EXERCISE DIRECTIONS: Your output must consist solely of the lines from the one containing "spectator in blue" through the end of the records, reproduced exactly.

DATA FOR ANALYSIS:
──────────────────────────────

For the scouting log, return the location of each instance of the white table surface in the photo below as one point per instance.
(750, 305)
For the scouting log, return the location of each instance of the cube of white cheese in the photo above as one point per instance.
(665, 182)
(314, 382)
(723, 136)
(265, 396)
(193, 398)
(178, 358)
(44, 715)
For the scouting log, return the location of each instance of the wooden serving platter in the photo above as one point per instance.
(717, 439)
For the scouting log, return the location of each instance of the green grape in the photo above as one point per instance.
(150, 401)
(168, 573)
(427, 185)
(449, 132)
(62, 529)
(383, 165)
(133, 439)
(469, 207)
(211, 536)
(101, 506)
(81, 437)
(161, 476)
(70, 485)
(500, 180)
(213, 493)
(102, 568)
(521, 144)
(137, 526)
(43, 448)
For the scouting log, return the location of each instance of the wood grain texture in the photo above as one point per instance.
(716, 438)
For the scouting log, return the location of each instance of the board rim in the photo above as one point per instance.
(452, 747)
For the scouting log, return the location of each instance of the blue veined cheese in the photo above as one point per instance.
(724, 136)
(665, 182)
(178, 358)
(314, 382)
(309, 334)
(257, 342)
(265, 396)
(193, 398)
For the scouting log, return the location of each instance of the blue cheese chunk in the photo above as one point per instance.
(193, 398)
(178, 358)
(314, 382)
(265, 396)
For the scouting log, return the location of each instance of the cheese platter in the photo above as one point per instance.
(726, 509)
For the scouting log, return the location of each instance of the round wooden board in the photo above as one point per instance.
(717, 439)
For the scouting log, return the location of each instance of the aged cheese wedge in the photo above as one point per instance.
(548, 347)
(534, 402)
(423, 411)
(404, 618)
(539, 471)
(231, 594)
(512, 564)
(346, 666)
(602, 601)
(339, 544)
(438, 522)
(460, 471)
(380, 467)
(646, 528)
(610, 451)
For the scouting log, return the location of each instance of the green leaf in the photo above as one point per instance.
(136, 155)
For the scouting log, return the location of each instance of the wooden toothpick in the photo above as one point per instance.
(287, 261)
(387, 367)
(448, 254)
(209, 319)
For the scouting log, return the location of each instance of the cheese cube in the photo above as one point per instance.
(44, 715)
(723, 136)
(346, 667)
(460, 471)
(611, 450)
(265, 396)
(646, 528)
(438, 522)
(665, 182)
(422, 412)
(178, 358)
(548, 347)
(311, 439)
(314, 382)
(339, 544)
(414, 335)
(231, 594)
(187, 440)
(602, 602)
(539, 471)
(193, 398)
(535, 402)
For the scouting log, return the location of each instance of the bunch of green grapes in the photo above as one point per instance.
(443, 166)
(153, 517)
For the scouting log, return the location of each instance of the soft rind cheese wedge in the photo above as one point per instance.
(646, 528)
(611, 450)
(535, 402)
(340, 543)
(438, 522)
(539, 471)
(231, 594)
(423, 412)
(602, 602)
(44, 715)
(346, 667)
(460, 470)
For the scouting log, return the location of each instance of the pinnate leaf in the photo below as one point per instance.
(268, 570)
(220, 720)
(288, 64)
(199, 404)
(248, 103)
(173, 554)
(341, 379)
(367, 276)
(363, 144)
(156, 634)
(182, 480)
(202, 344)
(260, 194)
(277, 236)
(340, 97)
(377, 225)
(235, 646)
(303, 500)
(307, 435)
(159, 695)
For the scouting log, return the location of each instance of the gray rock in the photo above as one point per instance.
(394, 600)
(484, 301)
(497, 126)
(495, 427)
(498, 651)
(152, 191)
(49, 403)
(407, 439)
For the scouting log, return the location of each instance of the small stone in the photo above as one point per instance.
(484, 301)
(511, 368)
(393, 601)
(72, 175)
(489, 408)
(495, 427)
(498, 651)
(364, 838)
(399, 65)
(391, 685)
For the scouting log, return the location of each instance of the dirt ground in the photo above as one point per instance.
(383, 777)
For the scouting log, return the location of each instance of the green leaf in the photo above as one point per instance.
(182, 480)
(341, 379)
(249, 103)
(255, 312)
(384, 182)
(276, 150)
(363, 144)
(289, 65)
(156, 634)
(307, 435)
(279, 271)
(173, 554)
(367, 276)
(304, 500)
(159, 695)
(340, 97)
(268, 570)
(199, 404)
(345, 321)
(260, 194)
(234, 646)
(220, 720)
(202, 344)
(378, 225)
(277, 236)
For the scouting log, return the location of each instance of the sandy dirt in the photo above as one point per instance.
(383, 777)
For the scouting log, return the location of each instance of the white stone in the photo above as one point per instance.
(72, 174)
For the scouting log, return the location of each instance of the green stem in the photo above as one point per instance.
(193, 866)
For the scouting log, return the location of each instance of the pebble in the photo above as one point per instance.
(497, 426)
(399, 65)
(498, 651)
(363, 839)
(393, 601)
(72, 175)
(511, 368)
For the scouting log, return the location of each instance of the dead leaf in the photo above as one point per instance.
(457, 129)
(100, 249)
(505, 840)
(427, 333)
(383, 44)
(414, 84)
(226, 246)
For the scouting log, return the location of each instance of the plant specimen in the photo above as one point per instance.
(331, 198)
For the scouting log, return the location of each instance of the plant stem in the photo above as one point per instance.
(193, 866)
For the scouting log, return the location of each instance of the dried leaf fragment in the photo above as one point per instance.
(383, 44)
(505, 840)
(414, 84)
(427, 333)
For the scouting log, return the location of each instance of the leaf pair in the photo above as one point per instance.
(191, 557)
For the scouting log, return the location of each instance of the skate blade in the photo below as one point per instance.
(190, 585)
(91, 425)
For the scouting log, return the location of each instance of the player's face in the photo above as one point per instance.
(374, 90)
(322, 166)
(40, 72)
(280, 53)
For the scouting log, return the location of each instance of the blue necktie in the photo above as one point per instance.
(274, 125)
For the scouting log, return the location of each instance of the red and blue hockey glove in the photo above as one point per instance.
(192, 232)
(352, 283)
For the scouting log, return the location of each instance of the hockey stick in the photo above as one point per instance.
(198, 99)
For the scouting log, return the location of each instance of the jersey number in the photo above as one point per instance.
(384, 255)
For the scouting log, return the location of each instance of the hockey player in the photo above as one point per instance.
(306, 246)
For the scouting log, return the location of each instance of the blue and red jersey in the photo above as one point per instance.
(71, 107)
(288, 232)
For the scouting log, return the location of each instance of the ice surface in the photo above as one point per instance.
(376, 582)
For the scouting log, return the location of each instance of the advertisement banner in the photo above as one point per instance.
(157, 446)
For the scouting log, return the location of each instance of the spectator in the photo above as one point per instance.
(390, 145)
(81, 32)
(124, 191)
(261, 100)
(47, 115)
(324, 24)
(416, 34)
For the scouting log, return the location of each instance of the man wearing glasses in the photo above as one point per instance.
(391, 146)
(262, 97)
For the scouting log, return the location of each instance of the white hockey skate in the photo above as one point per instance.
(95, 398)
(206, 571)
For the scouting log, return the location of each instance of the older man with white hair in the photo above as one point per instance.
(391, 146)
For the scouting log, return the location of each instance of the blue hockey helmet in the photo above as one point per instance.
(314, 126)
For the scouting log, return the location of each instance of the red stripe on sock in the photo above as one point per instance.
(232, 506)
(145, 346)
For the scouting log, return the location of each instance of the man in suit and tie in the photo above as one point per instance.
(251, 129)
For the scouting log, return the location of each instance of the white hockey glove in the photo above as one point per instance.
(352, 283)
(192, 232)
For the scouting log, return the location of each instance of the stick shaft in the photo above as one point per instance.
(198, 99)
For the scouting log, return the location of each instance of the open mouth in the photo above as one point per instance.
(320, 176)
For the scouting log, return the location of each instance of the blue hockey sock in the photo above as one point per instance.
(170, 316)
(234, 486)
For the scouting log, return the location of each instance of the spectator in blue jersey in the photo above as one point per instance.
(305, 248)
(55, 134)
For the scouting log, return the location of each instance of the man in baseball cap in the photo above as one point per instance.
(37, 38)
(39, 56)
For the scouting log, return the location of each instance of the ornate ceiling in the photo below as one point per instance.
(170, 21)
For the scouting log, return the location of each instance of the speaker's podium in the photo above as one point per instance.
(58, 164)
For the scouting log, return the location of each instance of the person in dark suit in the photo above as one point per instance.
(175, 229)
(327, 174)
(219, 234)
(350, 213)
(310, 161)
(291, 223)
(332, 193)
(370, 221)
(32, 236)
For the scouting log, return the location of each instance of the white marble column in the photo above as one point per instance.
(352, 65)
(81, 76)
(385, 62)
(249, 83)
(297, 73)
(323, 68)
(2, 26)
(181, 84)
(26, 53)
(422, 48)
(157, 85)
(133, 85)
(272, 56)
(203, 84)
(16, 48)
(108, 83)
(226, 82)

──────────────────────────────

TASK RESPONSE:
For the scouting log, return the location of each instance of the spectator in blue jersey in the photo above as one point per instance.
(305, 248)
(55, 134)
For the scouting log, return the location of each instance of the man in baseball cap in the photo above as one point per instance.
(37, 38)
(39, 56)
For the scouting log, return the location of each instance of the ornate ceiling in the photo below as one point per instance.
(170, 21)
For the scouting log, return the location of each instance of the speaker's podium in the photo above as one point per instance.
(58, 164)
For the scouting log, return the location of each instance of the person in dark suit in the photo above as one point per instance.
(175, 229)
(327, 174)
(219, 234)
(350, 213)
(310, 161)
(291, 223)
(332, 193)
(370, 221)
(32, 236)
For the scouting log, return the location of each instance of the white marble column in the photo above as one point per instance.
(352, 65)
(81, 76)
(385, 62)
(249, 83)
(297, 73)
(323, 68)
(2, 26)
(181, 84)
(26, 53)
(422, 48)
(157, 85)
(133, 85)
(272, 56)
(203, 84)
(16, 48)
(108, 83)
(226, 82)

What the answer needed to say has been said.